*Natural language region descriptions*.

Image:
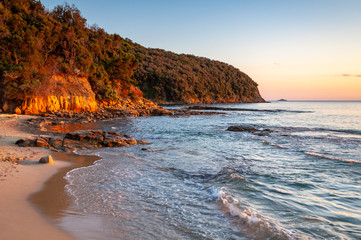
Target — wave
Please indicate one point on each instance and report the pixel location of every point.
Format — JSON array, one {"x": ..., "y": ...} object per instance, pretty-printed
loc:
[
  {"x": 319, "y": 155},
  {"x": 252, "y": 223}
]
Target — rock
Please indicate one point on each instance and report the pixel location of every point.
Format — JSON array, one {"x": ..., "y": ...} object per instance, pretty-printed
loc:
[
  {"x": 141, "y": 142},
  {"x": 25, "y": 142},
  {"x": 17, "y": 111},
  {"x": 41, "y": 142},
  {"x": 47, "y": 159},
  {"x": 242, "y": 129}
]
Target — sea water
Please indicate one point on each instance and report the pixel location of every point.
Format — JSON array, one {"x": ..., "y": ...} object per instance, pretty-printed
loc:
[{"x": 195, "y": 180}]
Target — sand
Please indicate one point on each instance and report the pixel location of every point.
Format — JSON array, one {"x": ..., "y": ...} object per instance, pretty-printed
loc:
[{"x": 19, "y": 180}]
* * *
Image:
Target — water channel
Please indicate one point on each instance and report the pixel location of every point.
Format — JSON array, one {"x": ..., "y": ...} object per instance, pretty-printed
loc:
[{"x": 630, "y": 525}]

*Work to be completed*. Wherever "Target" occurs in the entries above, copy the line it sits on.

*Solution*.
Target — wave
Target — rock
Target — sea water
Target — sand
Target — water channel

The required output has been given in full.